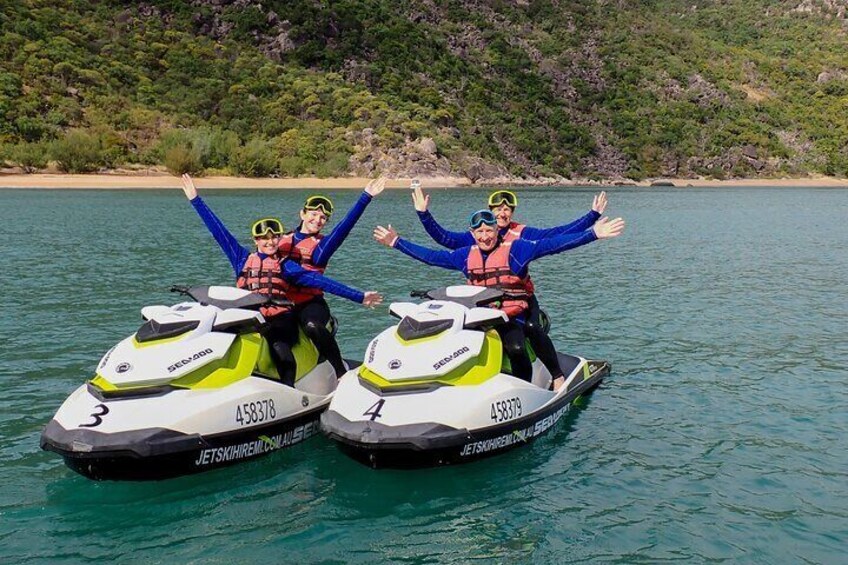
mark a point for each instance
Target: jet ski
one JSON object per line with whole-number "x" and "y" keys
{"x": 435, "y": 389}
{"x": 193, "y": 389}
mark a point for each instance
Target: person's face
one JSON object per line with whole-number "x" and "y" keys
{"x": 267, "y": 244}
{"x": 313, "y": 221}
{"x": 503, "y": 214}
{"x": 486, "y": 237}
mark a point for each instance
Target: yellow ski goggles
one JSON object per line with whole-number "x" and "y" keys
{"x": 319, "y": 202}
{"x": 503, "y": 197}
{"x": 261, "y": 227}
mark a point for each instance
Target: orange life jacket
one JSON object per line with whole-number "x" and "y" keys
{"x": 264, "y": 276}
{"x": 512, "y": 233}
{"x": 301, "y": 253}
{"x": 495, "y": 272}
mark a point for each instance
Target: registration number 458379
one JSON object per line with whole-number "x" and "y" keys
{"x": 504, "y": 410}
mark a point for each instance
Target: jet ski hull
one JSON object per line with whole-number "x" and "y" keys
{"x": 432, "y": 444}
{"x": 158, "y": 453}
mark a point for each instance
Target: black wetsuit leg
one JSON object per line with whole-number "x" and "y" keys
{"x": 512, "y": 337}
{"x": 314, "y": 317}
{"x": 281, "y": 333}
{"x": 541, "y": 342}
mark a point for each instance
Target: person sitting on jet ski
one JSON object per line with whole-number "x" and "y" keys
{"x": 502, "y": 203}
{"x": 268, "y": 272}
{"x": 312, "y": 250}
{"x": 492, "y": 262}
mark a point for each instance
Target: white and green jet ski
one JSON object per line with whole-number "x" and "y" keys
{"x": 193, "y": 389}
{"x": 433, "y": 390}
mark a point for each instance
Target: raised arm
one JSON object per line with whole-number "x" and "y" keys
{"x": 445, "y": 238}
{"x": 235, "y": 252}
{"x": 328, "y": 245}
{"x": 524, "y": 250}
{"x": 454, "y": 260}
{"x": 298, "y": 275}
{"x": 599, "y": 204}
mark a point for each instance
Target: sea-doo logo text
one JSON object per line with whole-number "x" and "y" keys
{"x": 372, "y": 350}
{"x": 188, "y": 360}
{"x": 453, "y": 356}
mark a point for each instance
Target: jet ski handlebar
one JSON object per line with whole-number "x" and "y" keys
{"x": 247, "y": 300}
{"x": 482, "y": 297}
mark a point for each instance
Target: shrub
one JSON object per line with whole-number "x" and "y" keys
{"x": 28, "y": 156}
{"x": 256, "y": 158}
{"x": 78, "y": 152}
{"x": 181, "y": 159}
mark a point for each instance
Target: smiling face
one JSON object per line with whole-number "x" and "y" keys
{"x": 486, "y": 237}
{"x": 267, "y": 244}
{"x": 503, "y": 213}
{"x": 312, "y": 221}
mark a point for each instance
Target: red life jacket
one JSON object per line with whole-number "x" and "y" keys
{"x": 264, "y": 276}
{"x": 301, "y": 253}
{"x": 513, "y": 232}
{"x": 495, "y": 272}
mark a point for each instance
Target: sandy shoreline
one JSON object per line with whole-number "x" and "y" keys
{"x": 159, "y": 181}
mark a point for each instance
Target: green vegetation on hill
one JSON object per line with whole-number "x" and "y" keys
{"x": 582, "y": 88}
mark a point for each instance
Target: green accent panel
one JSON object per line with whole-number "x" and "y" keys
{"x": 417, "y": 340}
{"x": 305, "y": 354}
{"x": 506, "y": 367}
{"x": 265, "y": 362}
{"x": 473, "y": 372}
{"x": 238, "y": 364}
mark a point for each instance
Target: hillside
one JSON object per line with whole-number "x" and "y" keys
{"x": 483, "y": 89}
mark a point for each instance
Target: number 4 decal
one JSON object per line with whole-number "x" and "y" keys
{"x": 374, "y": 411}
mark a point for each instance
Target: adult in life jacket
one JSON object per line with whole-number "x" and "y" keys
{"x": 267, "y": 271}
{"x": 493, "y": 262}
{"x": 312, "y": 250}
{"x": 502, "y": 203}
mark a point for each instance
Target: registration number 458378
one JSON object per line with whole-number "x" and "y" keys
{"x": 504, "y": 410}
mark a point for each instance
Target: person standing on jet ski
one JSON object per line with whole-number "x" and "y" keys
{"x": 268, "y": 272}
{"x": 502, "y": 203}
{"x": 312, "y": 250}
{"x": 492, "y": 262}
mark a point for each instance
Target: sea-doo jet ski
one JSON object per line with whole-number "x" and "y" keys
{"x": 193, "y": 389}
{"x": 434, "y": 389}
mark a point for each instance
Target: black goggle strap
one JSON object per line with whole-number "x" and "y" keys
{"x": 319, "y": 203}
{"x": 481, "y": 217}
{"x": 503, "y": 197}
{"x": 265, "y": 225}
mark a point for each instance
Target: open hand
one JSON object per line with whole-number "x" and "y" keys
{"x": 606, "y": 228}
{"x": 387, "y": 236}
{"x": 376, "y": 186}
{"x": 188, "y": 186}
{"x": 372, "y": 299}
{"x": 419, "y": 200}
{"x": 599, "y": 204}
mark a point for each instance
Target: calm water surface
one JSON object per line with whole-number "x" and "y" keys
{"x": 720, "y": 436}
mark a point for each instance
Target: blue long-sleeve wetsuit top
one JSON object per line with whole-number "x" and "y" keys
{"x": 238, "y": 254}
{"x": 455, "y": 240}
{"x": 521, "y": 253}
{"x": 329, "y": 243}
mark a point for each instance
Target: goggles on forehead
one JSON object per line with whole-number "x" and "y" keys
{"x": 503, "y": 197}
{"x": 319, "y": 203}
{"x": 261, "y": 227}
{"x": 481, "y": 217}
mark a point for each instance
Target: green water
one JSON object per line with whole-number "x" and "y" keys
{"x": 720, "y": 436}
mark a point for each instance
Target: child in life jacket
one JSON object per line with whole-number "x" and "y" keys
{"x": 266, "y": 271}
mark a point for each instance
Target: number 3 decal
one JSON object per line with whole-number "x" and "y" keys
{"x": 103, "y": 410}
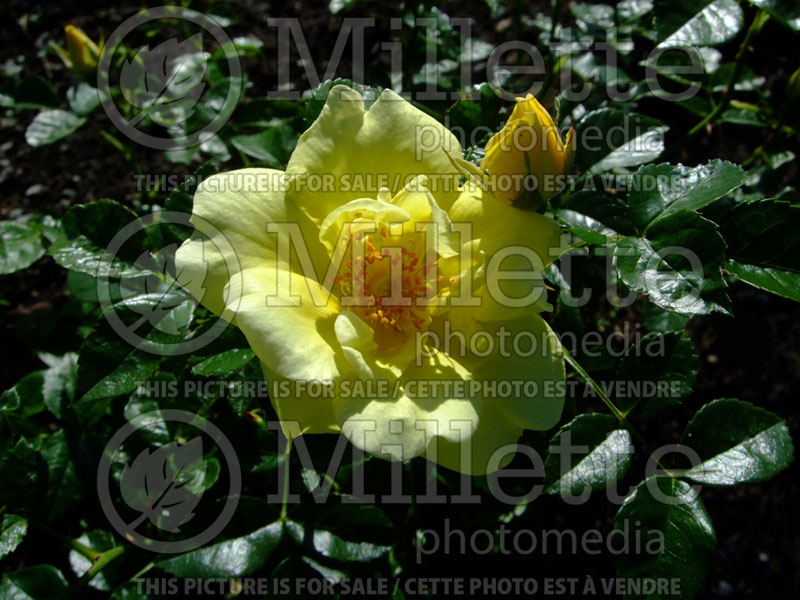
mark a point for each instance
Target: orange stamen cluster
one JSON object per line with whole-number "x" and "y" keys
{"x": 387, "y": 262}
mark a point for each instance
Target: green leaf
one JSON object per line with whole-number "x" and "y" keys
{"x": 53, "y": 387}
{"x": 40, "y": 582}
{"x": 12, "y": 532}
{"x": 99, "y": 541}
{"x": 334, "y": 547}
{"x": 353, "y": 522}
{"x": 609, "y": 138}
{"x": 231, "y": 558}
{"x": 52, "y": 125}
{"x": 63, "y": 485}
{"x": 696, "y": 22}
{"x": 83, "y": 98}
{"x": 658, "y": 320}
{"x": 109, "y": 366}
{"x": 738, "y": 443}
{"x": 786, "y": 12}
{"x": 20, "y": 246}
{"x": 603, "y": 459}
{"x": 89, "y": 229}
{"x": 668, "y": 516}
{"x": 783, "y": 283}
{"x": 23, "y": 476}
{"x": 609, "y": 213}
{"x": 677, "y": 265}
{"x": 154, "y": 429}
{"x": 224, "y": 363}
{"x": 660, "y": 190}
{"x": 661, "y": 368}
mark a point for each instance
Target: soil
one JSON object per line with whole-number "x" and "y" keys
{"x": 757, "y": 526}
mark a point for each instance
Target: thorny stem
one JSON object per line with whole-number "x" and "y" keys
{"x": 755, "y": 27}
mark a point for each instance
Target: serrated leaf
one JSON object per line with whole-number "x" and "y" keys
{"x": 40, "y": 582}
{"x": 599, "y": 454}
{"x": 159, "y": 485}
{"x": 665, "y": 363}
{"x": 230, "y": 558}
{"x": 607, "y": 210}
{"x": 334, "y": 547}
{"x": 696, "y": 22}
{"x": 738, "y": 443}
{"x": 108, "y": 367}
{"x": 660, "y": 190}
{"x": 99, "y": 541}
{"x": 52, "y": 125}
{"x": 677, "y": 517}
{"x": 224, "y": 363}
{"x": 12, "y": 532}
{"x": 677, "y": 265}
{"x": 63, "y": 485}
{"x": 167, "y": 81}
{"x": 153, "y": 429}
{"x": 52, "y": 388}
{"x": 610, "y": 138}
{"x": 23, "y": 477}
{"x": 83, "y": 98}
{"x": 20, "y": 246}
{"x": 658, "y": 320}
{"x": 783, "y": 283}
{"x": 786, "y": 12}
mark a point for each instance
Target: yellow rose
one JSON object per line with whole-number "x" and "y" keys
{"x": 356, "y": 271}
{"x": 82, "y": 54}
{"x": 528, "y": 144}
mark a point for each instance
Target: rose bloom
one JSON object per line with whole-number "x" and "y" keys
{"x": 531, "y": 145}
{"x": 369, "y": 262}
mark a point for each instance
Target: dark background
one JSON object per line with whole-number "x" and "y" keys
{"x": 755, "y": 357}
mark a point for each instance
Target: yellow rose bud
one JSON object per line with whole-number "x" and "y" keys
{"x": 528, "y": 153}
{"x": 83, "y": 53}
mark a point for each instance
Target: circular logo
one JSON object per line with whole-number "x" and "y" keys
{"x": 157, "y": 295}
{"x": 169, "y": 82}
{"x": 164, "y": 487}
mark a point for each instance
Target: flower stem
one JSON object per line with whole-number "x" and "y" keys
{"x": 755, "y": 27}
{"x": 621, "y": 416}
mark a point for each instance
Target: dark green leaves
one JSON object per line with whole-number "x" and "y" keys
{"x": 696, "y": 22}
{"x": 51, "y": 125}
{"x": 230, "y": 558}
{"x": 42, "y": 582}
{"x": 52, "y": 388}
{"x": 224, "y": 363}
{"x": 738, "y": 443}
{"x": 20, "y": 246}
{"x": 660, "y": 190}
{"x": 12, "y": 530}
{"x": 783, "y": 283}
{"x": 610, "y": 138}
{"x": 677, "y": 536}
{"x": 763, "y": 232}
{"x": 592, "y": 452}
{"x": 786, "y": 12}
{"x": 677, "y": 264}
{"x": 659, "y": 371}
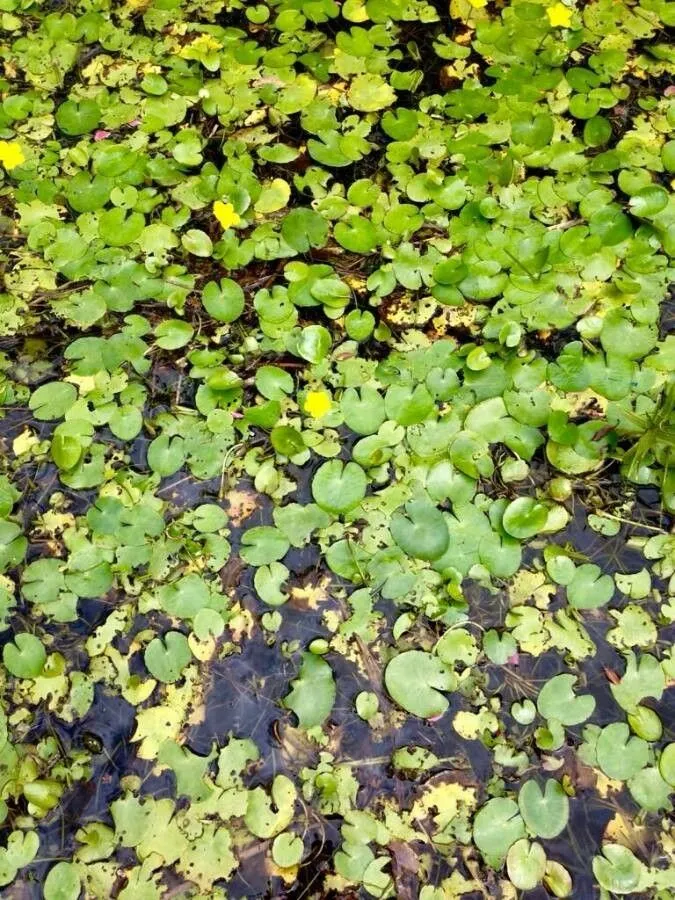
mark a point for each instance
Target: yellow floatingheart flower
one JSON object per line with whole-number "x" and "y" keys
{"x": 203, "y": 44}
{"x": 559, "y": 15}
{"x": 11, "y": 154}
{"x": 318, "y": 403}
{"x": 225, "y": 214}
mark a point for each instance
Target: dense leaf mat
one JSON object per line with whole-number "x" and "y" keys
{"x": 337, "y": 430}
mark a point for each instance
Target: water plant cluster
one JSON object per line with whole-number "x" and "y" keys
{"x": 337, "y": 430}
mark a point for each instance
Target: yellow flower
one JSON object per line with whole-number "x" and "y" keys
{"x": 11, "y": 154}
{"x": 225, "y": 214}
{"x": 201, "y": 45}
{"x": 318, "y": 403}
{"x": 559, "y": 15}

◆ ◆ ◆ ◆ ◆

[Task details]: Lines containing the word "leaf" are to be located in the entries and copied.

[Output for this exercise]:
Target: green leaf
Target: serrated leaf
Target: dense leaf mat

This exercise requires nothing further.